■ WRITTEN REQUEST
Please rewrite the records below, substituting "object" for "instance" and keeping everything else the same, and omit the pictures from your answer.

(Outline annotation records)
====
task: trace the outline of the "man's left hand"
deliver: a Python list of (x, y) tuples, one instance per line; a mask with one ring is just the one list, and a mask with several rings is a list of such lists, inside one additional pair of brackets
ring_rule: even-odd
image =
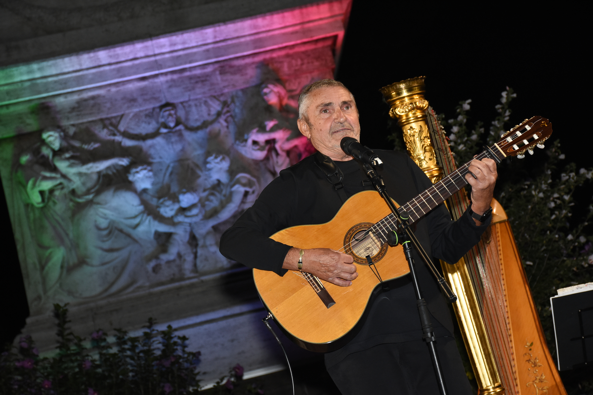
[[(489, 158), (474, 159), (470, 162), (468, 169), (476, 176), (474, 178), (471, 174), (466, 175), (466, 179), (471, 186), (471, 210), (482, 215), (490, 208), (494, 195), (494, 186), (498, 177), (496, 162)], [(477, 221), (476, 223), (480, 224)]]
====
■ OUTPUT
task: trace the outline of the "man's left hand"
deliver: a Python list of (x, y) tuples, one object per line; a mask with one ring is just the one list, and a mask with several rings is a list of such lists, inside one additional pair of brackets
ring_rule: even-odd
image =
[[(489, 158), (474, 159), (470, 162), (468, 169), (476, 176), (474, 178), (471, 174), (466, 175), (466, 179), (471, 186), (471, 210), (482, 215), (490, 208), (494, 195), (494, 186), (498, 177), (496, 162)], [(477, 221), (476, 223), (480, 224)]]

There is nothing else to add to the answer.